::: Brano di testo
[ISSN 1974-028X]

[REGISTRAZIONE AL TRIBUNALE CIVILE DI ROMA N° 577/2007 DEL 21 DICEMBRE] *

 

166 / OTTOBRE 2021 (CXCVII)


contemporanea

LA CADUTA DI ALBERT CAMUS

PARTE II / UNA DIFFICILE INTERPRETAZIONE

di Raffaele Pisani

 

Avevamo accennato nel precedente numero dello sconcerto da parte dei critici riguardo l’interpretazione di quest’opera. Cos’è dunque La caduta per Camus?

 

Un momento di sconforto per il quale basta una spiegazione psicologica? Una ripresa dei temi classici dell’autore, come l’assurdità del mondo che trova una risposta nell’impegno sociale, per i quali si richiede una maggiore radicalità? Oppure la presa d’atto di una colpa e dell’impossibilità dell’uomo di redimersi o di essere redento?

 

Afferma Roger Grenier: «La caduta si presenta come un libro a parte nell’opera di Camus. Una rottura. Questo testo non ha mai cessato di costituire un problema per i suoi lettori, tanto più che, nello stesso momento, lo stile dello scrittore sembrava raggiungere un livello di perfezione. Camus non aveva mai scritto così bene».

 

Anche Stelio Zeppi rimarca il valore artistico dell’opera, vista peraltro insieme ad altre scritte da Camus in quegli anni: L’esilio e il regno, Riflessioni sulla pena di morte, Lettere ad un amico tedesco, Discorsi di Svezia, ma precisa altresì che esse «non aggiungono nulla disignificativo alla sua consolidata Weltanschauung».
::::::
(Parti dell'esercizio)
a) Nel brano su La caduta di Camus, come definisce Roger Grenier quest'opera rispetto al resto della produzione dello scrittore?
b) Continua il brano su La caduta di Camus a partire dall'ultima frase riportata.
::: Dati registrati
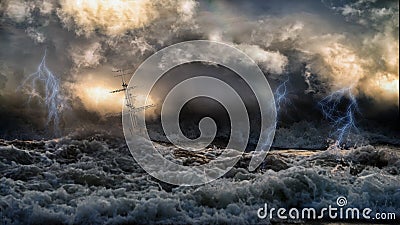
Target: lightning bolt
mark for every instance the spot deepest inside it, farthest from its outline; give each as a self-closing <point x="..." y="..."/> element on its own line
<point x="343" y="121"/>
<point x="51" y="96"/>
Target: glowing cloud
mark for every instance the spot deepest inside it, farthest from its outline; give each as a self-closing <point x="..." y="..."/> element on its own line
<point x="115" y="17"/>
<point x="110" y="16"/>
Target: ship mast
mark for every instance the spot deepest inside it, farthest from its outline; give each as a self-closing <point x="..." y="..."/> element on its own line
<point x="129" y="102"/>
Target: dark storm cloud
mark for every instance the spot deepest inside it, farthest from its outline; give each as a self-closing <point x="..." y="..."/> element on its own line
<point x="313" y="43"/>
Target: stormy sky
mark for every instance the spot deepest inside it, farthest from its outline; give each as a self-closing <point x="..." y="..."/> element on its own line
<point x="320" y="47"/>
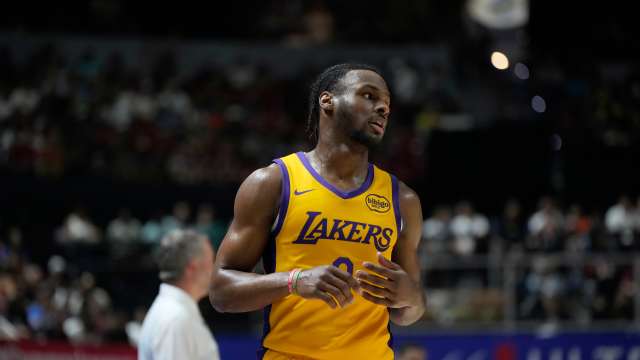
::::::
(Risposte per compito)
a) La definisce un libro a parte nell'opera di Camus, una rottura.

b)
 

Pierre Nguyen-Van-Huy vede invece ne La caduta l’opera di ricapitolazione per eccellenza, che riprenderebbe sotto una forma umoristica il problema fondamentale delle soluzioni fin qui date: «Fino ad ora Clamence, sull’esempio dei suoi predecessori nella rivolta negativa, non fa che negare per affermarsi e opporsi per porsi. Egli ha ugualmente superato i suoi antenati con le sue imprese e il suo “colpo di genio”. Ma ha capito ben presto che questo stato di cose è una contraddizione continua e un vicolo cieco, e la felicità ci è impossibile».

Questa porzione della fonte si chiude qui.